● Aim of the task
Extract the data exactly, missing nothing.
# Excerpted records start
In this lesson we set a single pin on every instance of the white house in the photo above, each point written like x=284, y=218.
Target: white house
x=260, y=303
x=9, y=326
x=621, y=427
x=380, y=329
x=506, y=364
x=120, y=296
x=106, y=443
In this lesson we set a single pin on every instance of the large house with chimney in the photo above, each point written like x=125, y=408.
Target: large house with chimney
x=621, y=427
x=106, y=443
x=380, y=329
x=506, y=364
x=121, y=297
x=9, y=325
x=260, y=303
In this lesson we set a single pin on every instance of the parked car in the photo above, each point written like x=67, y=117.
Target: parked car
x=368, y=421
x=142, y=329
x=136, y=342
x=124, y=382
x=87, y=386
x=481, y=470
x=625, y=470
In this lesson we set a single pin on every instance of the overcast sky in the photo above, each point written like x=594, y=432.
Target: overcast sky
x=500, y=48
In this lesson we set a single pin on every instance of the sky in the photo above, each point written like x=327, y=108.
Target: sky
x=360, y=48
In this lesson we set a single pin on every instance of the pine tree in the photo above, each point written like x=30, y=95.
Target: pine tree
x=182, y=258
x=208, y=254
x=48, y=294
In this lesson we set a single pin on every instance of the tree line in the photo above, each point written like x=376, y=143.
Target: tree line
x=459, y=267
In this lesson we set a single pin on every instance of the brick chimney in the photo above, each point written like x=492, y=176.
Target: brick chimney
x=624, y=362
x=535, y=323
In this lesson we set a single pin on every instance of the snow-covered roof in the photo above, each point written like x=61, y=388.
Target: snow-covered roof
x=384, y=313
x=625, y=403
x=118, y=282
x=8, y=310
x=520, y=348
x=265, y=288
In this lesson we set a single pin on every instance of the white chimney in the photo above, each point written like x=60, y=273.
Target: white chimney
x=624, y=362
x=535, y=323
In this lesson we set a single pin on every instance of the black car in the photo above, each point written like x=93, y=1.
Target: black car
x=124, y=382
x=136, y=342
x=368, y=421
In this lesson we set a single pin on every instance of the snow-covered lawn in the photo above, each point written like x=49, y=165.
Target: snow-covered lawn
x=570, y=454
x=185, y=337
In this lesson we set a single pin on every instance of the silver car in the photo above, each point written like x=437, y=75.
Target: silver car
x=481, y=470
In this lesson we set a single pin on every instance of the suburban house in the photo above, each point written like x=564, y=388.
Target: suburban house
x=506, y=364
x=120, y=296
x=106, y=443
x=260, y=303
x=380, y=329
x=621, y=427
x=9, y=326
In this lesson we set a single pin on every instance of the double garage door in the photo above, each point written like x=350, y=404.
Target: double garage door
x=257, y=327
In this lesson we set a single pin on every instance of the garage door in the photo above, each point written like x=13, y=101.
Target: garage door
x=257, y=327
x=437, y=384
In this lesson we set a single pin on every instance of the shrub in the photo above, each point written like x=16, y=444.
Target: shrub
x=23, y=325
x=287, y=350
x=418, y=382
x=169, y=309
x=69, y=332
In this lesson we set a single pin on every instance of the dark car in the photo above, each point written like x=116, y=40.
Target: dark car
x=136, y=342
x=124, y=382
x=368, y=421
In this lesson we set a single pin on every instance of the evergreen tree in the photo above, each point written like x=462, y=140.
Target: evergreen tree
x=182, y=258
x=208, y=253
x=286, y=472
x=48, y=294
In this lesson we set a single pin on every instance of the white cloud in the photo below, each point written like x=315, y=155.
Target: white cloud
# Excerpted records end
● Task solution
In this lesson we set a single pin on every instance of the white house in the photo above, each point written like x=284, y=218.
Target: white house
x=260, y=303
x=9, y=326
x=621, y=427
x=380, y=329
x=506, y=364
x=120, y=296
x=106, y=443
In this lesson we set a single pin on every instance of the large house with chimney in the photo above, each point written like x=125, y=408.
Target: large house with chimney
x=621, y=427
x=106, y=443
x=380, y=329
x=506, y=364
x=121, y=297
x=9, y=325
x=260, y=303
In this lesson we set a single pin on every instance of the parked car in the photo above, each point written like x=67, y=117.
Target: parked car
x=368, y=421
x=142, y=329
x=136, y=342
x=124, y=382
x=87, y=386
x=481, y=470
x=625, y=470
In this lesson we set a single pin on every instance of the overcast sky in the photo above, each point written like x=594, y=432.
Target: overcast sky
x=500, y=48
In this lesson we set a single pin on every instance of the sky in the photo above, each point written like x=327, y=108.
Target: sky
x=360, y=48
In this lesson we set a single pin on every instance of the pine tree in the photo above, each point written like x=30, y=95.
Target: pine tree
x=182, y=258
x=208, y=254
x=48, y=294
In this lesson we set a single pin on every instance of the tree line in the photo above, each point written like x=376, y=143.
Target: tree line
x=459, y=267
In this lesson we set a single pin on every instance of the brick chimney in the photo above, each point written like x=492, y=176.
Target: brick chimney
x=624, y=362
x=535, y=323
In this lesson we set a single pin on every instance of the snow-covered roof in the photo above, each point written like x=61, y=388.
Target: snow-covered roof
x=384, y=313
x=625, y=403
x=118, y=282
x=8, y=310
x=520, y=348
x=265, y=288
In this lesson we set a single pin on every instance of the white chimney in the photo above, each point written like x=60, y=273.
Target: white chimney
x=624, y=362
x=535, y=323
In this lesson we set a single pin on every instance of the black car in the photo above, each point written like x=93, y=1.
Target: black car
x=124, y=382
x=136, y=342
x=368, y=421
In this lesson we set a single pin on every instance of the snow-covered lawn in the photo above, each point written like x=49, y=165.
Target: snow-covered lawn
x=570, y=454
x=185, y=337
In this lesson we set a single pin on every instance of the silver car in the photo above, each point written like x=437, y=75.
Target: silver car
x=481, y=470
In this lesson we set a single pin on every instance of the suburban house in the photo above, each point written like x=564, y=388.
Target: suburban house
x=506, y=364
x=120, y=296
x=106, y=443
x=260, y=303
x=380, y=329
x=621, y=427
x=9, y=326
In this lesson we set a single pin on every instance of the double garage door in the photo above, each point written like x=350, y=404.
Target: double garage door
x=257, y=327
In this lesson we set a single pin on every instance of the garage door in the photo above, each point written like x=13, y=101.
Target: garage door
x=257, y=327
x=437, y=384
In this lesson we set a single pin on every instance of the shrub in the photo above, each point written like x=16, y=444.
Target: shrub
x=23, y=325
x=287, y=350
x=418, y=382
x=169, y=309
x=69, y=332
In this lesson we set a single pin on every instance of the dark car in the photo above, each point written like x=116, y=40.
Target: dark car
x=136, y=342
x=124, y=382
x=368, y=421
In this lesson we set a single pin on every instance of the evergreen tree in the photo above, each point written like x=462, y=140.
Target: evergreen tree
x=182, y=258
x=208, y=253
x=286, y=472
x=48, y=294
In this lesson we set a single pin on every instance of the white cloud in the photo below, each point written like x=315, y=155.
Target: white cloud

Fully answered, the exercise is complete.